> [Exercise]:
Return every line of the data below word for word, including the punctuation.
____
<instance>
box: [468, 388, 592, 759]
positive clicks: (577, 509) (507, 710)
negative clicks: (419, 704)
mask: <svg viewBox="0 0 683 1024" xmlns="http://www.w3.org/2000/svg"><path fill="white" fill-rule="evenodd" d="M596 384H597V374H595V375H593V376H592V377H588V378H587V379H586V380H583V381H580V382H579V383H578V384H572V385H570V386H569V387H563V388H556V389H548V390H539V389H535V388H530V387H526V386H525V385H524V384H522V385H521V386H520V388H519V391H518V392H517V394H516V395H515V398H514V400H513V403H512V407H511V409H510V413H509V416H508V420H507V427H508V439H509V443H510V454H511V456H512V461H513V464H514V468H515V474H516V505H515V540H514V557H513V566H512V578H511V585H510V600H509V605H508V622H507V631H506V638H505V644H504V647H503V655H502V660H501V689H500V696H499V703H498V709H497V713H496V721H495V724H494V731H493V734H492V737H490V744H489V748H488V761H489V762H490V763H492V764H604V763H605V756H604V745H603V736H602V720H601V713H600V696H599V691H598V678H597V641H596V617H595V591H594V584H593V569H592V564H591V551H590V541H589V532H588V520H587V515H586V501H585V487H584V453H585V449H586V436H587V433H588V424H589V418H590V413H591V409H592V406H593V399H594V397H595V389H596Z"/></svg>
____
> [Response below]:
<instance>
box: [468, 388, 592, 759]
positive clicks: (577, 509) (507, 710)
negative clicks: (419, 704)
mask: <svg viewBox="0 0 683 1024" xmlns="http://www.w3.org/2000/svg"><path fill="white" fill-rule="evenodd" d="M596 384H597V374H595V375H593V376H592V377H588V378H587V379H586V380H583V381H580V382H579V383H578V384H572V385H570V386H569V387H563V388H556V389H548V390H539V389H535V388H530V387H526V386H525V385H524V384H522V385H521V386H520V388H519V391H518V392H517V394H516V395H515V398H514V400H513V403H512V407H511V409H510V413H509V416H508V420H507V427H508V439H509V443H510V454H511V456H512V461H513V464H514V468H515V474H516V505H515V540H514V557H513V566H512V578H511V585H510V600H509V605H508V622H507V631H506V638H505V644H504V647H503V655H502V660H501V689H500V696H499V703H498V709H497V713H496V721H495V724H494V731H493V734H492V737H490V744H489V748H488V761H489V762H490V763H492V764H604V763H605V756H604V745H603V736H602V720H601V713H600V696H599V691H598V678H597V641H596V617H595V591H594V584H593V569H592V564H591V551H590V541H589V532H588V520H587V515H586V501H585V487H584V453H585V449H586V436H587V433H588V424H589V418H590V413H591V409H592V406H593V399H594V397H595V389H596Z"/></svg>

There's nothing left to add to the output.